**Extracted text**
The chloride ion selective electrode you will use is a crystalline solid-state electrode that contains a membrane, as shown in the diagram below (Figure 1). The membrane consists of a solid salt of silver sulfide / silver chloride (Ag2S / AgCl). The membrane must be insoluble in the analyte solution and contain the analyte ion of interest. The membrane is placed at the end of a solid plastic tube. This membrane is in contact with the analyte solution during the measurement. Inside of the tube is a reference solution, which contains a known and fixed concentration of analyte (Cl-) solution. The concentration difference between this inner solution and analyte solution causes the migration of charged species across the membrane. This ion exchange process at the surface of the membrane causes a potential to develop. Since the potential of both the reference electrode and the inner reference (immersed in the standard solution) are constant, any change in measured potential is caused only by a change in potential across the membrane and is a function of the analyte chloride ion activity (or concentration).

It is also important to note that Figure 1 depicts a reference electrode external to the ISE (indicator electrode). However, a reference electrode can also be placed inside of the tube containing the ISE. This is called a “combination electrode” and is the type that you will be using in this laboratory experiment.

Figure 1. Schematic of a potentiometric measurement.

## 3. Materials and Equipment

• Sodium chloride
• Ionic strength adjustment buffer (ISAB)
• 250 mL beaker
• 50 mL pipette
• 1 L plastic bottle
• Potentiometer
• Eppendorf micro pipette
• Magnetic stir bar

## 4. Safety / Special Handling Procedures

Protective eyewear must be worn at all times.

**Exercise requirements**
a - In the chloride electrode text, what is the membrane made of?
b - Can you pick up the chloride electrode text after its last sentence and write what comes next?

**Recorded data**
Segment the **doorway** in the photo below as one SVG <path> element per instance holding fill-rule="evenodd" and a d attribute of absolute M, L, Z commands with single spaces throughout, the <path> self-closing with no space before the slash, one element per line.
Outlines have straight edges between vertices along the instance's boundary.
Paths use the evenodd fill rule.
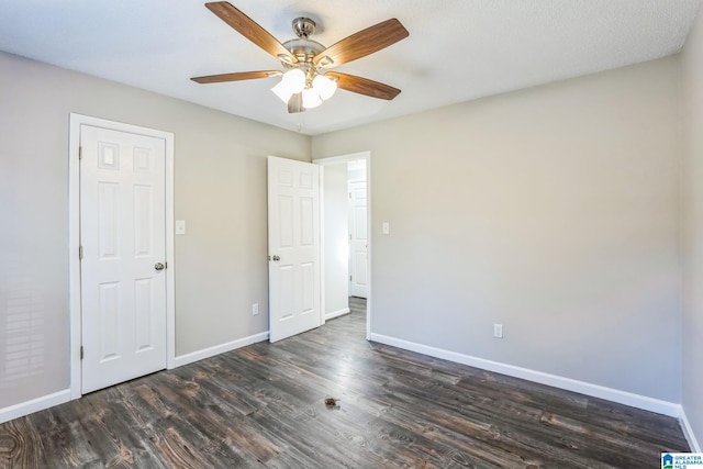
<path fill-rule="evenodd" d="M 70 114 L 71 398 L 174 365 L 174 135 Z"/>
<path fill-rule="evenodd" d="M 316 159 L 322 179 L 324 321 L 366 308 L 370 337 L 370 153 Z"/>

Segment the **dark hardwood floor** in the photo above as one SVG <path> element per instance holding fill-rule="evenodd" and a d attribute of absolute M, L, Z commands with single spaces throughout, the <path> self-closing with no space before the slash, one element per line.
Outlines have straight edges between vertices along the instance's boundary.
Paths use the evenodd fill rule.
<path fill-rule="evenodd" d="M 689 450 L 674 418 L 369 343 L 365 308 L 4 423 L 0 467 L 641 469 Z"/>

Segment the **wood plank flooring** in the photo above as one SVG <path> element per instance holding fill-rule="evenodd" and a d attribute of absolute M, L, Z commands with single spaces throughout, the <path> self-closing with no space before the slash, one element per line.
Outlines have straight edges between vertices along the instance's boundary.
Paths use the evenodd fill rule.
<path fill-rule="evenodd" d="M 0 467 L 641 469 L 689 450 L 674 418 L 369 343 L 350 308 L 4 423 Z"/>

**Answer list**
a - A solid salt of silver sulfide / silver chloride (Ag2S / AgCl).

b -
## 5. Experimental Method

5.1. Preparation of the standard solution

Accurately weigh pure sodium chloride to give about 2 grams of chloride ion (show calculations). Record this mass to 4 decimal places in your laboratory notebook and quantitatively transfer the NaCl with a wash bottle to a one liter volumetric flask. Dissolve, dilute to the mark with nanopure water, and mix. Calculate the concentration of chloride ion in parts per million. Transfer to a plastic bottle and label it "chloride working standard".

5.2. Preparation of the unknown

5.2.1. Obtain an unknown chloride sample and quantitatively transfer it into a 250 mL volumetric flask. Dilute to the mark with nanopure water and mix. Transfer to a plastic bottle and label appropriately.

5.2.2. Obtain the large bottle marked "ISAB" (ionic strength adjusting buffer). It contains approximately 0.2 M sodium nitrate solution. If the solution level is very low or the bottle is empty, prepare additional solution. If there is sufficient solution, go to step 5.2.3.

5.2.2.1.Weigh out pure sodium nitrate on the top loader scale. Add this to the large 2 liter bottle. Add water to mark on top shoulder of the bottle and mix. Note: This solution is not considered a standard solution.

5.2.3. You will prepare three samples of the unknown using three separate 250-mL beakers. To do so, pipette a 50.00 mL aliquot of ISAB into three different clean and dry 250 mL beakers. Then pipette 50.00 mL aliquots of the unknown solution into each beaker. These three diluted samples will be individually analyzed by the instrument.

5.3. Use of the Accumet Model 15 Specific Ion Potentiometer:

Figure 2. Accumet Model 15 Potentiometer

5.3.1. Bring the following to the instrument room:

1. Beaker with the sample
2. Bottle with the chloride standard
3. Eppendorf micro pipette (blue top. set to deliver 1000 μL with a new plastic tip
4. Wash bottle
5. Kim Wipes (if none are already there)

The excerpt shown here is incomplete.